Document passage below:

- Theatrical release poster
- Directed by: Mansore
- Written by: Mansore
- Screenplay by: H. A. Anilkumar
- Produced by: Avinash U. Shetty
- Starring: Sanchari Vijay Shveta Desai Aravind Kuplikar Madhushree Master Shoib M.C. Anand Chethan Sheshan M.P. Prasanna Shetty
- Cinematography: Anand Sundaresha
- Edited by: Avinash U. Shetty
- Music by: Charan Raj
- Production company: Om Studios
- Release date: 2014;
- Running time: 113 minutes
- Country: India
- Language: Kannada

= Harivu =

Harivu is a 2014 Indian Kannada language movie written and directed by debutant Manjunatha Somakeshava Reddy (S Manjunath / Mansore). A real life incident documented in a popular Kannada news paper written by Dr. Asha Benakappa gave thoughts for making this movie.

Inspired by a true incident that took place in a Government hospital in Bengaluru in the recent years, Harivu speaks volumes about the relation between urbanization and alienation.

End of Document passage.

◆ **Using the information**
(1) Answer these questions using the Harivu article.
(a) Who produced the film?
(b) What is its running time?
(c) Where did the true incident that inspired the film take place?
(2) Repeat a passage of the Harivu article word for word, beginning at the words "Inspired by a" and stopping after the words "urbanization and alienation.".

Data extract below:

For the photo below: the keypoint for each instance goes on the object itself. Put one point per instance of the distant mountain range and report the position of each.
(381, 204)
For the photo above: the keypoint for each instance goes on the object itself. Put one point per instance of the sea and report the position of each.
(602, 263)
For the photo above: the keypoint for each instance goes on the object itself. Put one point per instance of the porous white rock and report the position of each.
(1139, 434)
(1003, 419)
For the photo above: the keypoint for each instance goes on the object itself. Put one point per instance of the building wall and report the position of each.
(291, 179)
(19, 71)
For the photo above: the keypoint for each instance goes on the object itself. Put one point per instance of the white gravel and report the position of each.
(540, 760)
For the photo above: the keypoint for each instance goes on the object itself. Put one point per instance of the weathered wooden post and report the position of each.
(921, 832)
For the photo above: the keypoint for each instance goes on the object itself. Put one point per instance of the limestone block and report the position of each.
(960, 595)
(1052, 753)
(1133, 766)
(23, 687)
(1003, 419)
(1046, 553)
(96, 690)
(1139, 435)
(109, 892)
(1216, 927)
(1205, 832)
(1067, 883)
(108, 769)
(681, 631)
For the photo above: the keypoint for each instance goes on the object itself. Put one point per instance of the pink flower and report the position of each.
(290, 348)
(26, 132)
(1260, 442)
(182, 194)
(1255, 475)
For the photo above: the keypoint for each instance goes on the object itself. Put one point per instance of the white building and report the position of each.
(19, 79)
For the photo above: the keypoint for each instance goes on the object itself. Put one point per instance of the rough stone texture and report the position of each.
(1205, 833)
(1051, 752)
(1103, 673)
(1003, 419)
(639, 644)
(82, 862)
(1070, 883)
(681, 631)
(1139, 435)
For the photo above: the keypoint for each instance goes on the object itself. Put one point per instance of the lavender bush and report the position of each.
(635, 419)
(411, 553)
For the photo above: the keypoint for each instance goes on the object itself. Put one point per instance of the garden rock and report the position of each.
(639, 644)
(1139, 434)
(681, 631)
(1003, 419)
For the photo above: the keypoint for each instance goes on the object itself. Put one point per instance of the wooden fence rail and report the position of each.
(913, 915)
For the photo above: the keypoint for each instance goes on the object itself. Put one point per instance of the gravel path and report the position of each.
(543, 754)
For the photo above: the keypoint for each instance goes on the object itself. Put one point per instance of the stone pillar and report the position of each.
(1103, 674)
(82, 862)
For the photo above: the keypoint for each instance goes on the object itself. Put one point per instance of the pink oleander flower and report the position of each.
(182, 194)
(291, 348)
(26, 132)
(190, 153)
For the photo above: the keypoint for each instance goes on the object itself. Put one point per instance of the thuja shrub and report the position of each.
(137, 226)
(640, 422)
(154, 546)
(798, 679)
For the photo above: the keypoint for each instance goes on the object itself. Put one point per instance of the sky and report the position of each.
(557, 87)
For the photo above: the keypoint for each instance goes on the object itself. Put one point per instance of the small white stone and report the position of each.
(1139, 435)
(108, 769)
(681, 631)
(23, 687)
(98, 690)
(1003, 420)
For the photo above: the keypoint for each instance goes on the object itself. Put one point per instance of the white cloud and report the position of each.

End of Data extract.

◆ **Completed exercise**
(1)
(a) Avinash U. Shetty
(b) 113 minutes
(c) In a Government hospital in Bengaluru

(2)
Inspired by a true incident that took place in a Government hospital in Bengaluru in the recent years, Harivu speaks volumes about the relation between urbanization and alienation.